Dataset entries
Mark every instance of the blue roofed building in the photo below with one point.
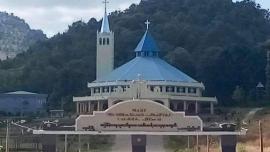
(146, 76)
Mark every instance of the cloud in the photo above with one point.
(53, 16)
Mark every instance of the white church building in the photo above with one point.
(146, 76)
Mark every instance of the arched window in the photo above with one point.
(104, 41)
(100, 41)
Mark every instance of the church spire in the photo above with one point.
(105, 28)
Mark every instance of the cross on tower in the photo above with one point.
(105, 2)
(147, 24)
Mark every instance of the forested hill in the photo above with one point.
(217, 42)
(16, 35)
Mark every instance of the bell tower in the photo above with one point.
(105, 47)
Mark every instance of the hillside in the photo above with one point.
(16, 36)
(217, 42)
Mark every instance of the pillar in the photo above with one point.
(78, 107)
(185, 106)
(164, 89)
(48, 143)
(81, 108)
(228, 143)
(92, 91)
(66, 143)
(101, 106)
(89, 107)
(98, 109)
(166, 103)
(197, 107)
(174, 106)
(79, 144)
(110, 102)
(186, 90)
(212, 108)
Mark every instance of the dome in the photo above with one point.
(147, 68)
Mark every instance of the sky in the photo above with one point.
(53, 16)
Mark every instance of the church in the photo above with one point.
(146, 76)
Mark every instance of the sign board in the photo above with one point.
(138, 115)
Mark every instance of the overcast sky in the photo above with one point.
(53, 16)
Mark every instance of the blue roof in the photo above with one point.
(147, 44)
(149, 68)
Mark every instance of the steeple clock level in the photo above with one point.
(105, 47)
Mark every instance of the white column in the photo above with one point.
(164, 89)
(101, 90)
(98, 109)
(197, 107)
(186, 90)
(166, 103)
(110, 102)
(79, 145)
(175, 106)
(92, 91)
(81, 107)
(212, 108)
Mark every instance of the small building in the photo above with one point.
(22, 102)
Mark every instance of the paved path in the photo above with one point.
(123, 144)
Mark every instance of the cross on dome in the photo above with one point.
(147, 24)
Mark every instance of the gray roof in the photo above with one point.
(21, 93)
(147, 44)
(147, 68)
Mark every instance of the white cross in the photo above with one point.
(147, 24)
(105, 2)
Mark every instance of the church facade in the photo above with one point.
(147, 77)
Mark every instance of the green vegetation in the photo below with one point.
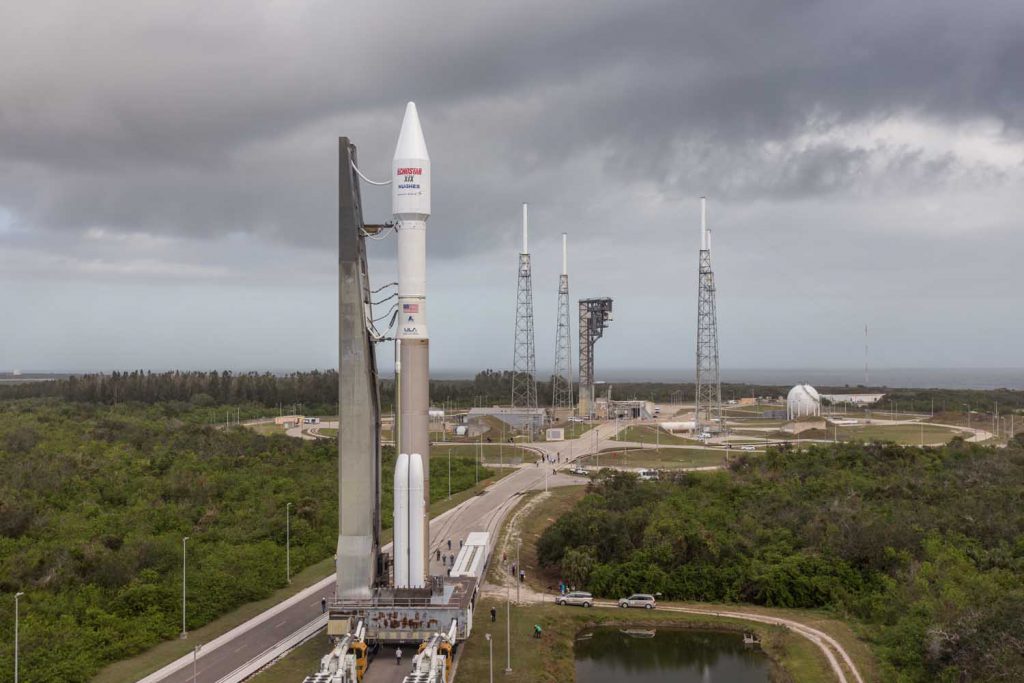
(551, 658)
(658, 458)
(909, 434)
(94, 502)
(493, 453)
(650, 434)
(924, 548)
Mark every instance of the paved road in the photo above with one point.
(483, 512)
(839, 659)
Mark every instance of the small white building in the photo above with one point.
(803, 401)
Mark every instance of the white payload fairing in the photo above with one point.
(411, 206)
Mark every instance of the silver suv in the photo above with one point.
(639, 600)
(576, 598)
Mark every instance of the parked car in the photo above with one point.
(639, 600)
(579, 598)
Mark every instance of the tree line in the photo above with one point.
(923, 549)
(94, 502)
(316, 391)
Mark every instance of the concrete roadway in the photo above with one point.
(483, 512)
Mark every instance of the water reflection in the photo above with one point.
(609, 654)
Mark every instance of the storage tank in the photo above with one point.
(803, 401)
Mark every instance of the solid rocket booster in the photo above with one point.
(417, 510)
(411, 206)
(409, 542)
(400, 539)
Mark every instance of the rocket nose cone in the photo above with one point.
(411, 142)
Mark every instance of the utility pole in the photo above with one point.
(491, 657)
(288, 542)
(16, 620)
(184, 540)
(518, 543)
(508, 629)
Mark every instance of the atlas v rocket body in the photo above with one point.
(411, 206)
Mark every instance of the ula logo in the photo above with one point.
(410, 172)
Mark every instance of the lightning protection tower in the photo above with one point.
(709, 390)
(524, 357)
(561, 380)
(594, 316)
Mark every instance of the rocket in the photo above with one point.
(411, 206)
(409, 544)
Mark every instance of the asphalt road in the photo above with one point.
(483, 512)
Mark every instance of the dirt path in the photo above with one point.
(839, 659)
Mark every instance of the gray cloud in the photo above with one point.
(180, 141)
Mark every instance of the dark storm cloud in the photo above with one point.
(864, 163)
(182, 118)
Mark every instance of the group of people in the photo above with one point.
(448, 559)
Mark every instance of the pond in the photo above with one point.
(613, 654)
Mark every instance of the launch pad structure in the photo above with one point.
(708, 413)
(594, 317)
(387, 597)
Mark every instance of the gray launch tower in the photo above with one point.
(524, 356)
(561, 380)
(358, 562)
(708, 415)
(594, 317)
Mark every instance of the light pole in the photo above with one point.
(288, 542)
(16, 616)
(508, 628)
(491, 657)
(184, 632)
(518, 543)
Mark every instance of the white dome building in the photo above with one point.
(803, 401)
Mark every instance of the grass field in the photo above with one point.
(751, 411)
(131, 670)
(301, 662)
(909, 434)
(547, 509)
(493, 453)
(649, 434)
(657, 458)
(551, 657)
(578, 429)
(267, 428)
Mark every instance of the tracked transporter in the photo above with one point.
(386, 598)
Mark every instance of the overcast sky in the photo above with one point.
(168, 176)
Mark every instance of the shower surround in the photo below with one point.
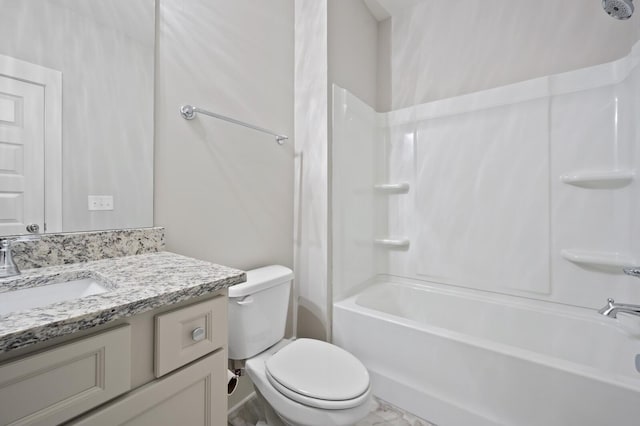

- [Work instruction]:
Pictures stay out; reproduce every line of the records exactly.

- [Response to the exercise]:
Mark every instance of the blue roofed building in the photo below with one point.
(146, 76)
Mark every instance of the cloud in the photo above with one point.
(53, 16)
Mark every instance of the white church building in the photo above with one point.
(146, 76)
Mark every instance of the arched window in the photo above with one point.
(104, 41)
(100, 41)
Mark every instance of the church spire in the photo above with one point.
(105, 28)
Mark every instance of the cross on tower in the photo above with one point.
(105, 2)
(147, 24)
Mark every instance of the forested hill in the photo above with one point.
(217, 42)
(16, 35)
Mark every instance of the bell tower in the photo above with one point.
(105, 47)
Mark every instance of the hillside in the photo above with one point.
(16, 36)
(217, 42)
Mark every instance of the pillar in the photo above with one point.
(78, 107)
(185, 106)
(164, 89)
(48, 143)
(81, 108)
(228, 143)
(92, 91)
(66, 143)
(101, 106)
(89, 107)
(98, 109)
(166, 103)
(197, 107)
(174, 106)
(79, 144)
(110, 102)
(186, 90)
(212, 108)
Mark every instance of the dome in the photo above with one point.
(147, 68)
Mark every instance of the sky in the photo above with one point.
(53, 16)
Mark every instance of the church in the photo above with one point.
(146, 76)
Mark every instance of the sign board in the photo above with one point.
(138, 115)
Mark every instance of the overcast sky in the photo above with one point.
(53, 16)
Mark every instance of the blue roof in the photo above with one point.
(147, 44)
(149, 68)
Mark every instance of the steeple clock level in the photo above with one point.
(105, 47)
Mark every instance of the white column in the photo above with one point.
(164, 89)
(101, 90)
(98, 109)
(197, 107)
(186, 90)
(166, 103)
(110, 102)
(79, 145)
(175, 106)
(92, 91)
(81, 107)
(212, 108)
Mark every instance of the small building in the photo above with one point.
(22, 102)
Mark every instance of the paved path in the photo above with one point.
(123, 144)
Mark every instance of the cross on dome in the photo above with one point.
(147, 24)
Mark every instance of the gray roof in the photo above with one point.
(21, 93)
(147, 44)
(147, 68)
Mark every instance of the white cross in the photo above with one point.
(147, 24)
(105, 2)
Mark every instance of the church facade in the photo above with one point.
(147, 77)
Mark every instance of the green vegetation in the photo below with one point.
(551, 658)
(658, 458)
(909, 434)
(94, 502)
(493, 453)
(650, 434)
(924, 548)
Mark every instance of the paved road in the photo above with one point.
(483, 512)
(839, 659)
Mark every instance of the small white building in the photo above with one point.
(803, 401)
Mark every instance of the white payload fairing in the photo above with one point.
(411, 206)
Mark every instance of the silver suv in the photo above with one point.
(639, 600)
(576, 598)
Mark every instance of the parked car in the photo above with one point.
(639, 600)
(579, 598)
Mark every instance of the tree line in the photo above with one point.
(923, 549)
(94, 502)
(316, 391)
Mark every instance of the concrete roadway in the photo above with one point.
(483, 512)
Mark every instance of the water reflection in the photo above with one point.
(609, 654)
Mark every instance of the storage tank in the photo above with one point.
(803, 401)
Mark every instance of the solid rocket booster in the photo above with one point.
(417, 510)
(411, 206)
(409, 542)
(400, 539)
Mark every instance of the rocket nose cone in the photo above with one point.
(411, 142)
Mark every instance of the utility pole in the photo above with one point.
(491, 657)
(288, 542)
(16, 620)
(184, 540)
(518, 543)
(508, 629)
Mark every instance of the atlas v rocket body in the photo above with one point.
(411, 206)
Mark every instance of the ula logo in the photo above with one point.
(410, 172)
Mark every instance of the lightning protection tower in the photo above with one point.
(709, 390)
(524, 357)
(561, 380)
(594, 316)
Mark every instance of the rocket in the photo above with one point.
(411, 206)
(409, 544)
Mark every instance of the asphalt road in the photo above with one point.
(483, 512)
Mark every instance of the dirt path in the photo above with one point.
(839, 659)
Mark every instance of the gray cloud in the photo above with one point.
(180, 141)
Mark every instance of the dark storm cloud in the photo above with one point.
(864, 163)
(182, 118)
Mark every instance of the group of people in the photo above with one point.
(448, 559)
Mark every instance of the pond in the photo above with one point.
(613, 654)
Mark every instance of the launch pad structure in the photo above with one point.
(708, 413)
(594, 317)
(387, 597)
Mark every instance of the gray launch tower in the photo above with one point.
(524, 356)
(561, 380)
(358, 562)
(708, 415)
(594, 317)
Mark every instance of the light pole in the photo above with one point.
(288, 542)
(16, 616)
(508, 628)
(491, 657)
(184, 632)
(518, 543)
Mark every instance of the white dome building in the photo above with one point.
(803, 401)
Mark every instance of the grass field in the photo above with one point.
(751, 411)
(131, 670)
(301, 662)
(909, 434)
(547, 509)
(493, 453)
(649, 434)
(657, 458)
(551, 657)
(578, 429)
(267, 428)
Mark every instance of the tracked transporter in the photo above with one point.
(386, 598)
Mark every instance of the overcast sky in the photo above with one point.
(168, 176)
Mark every instance of the shower surround in the photo below with one point.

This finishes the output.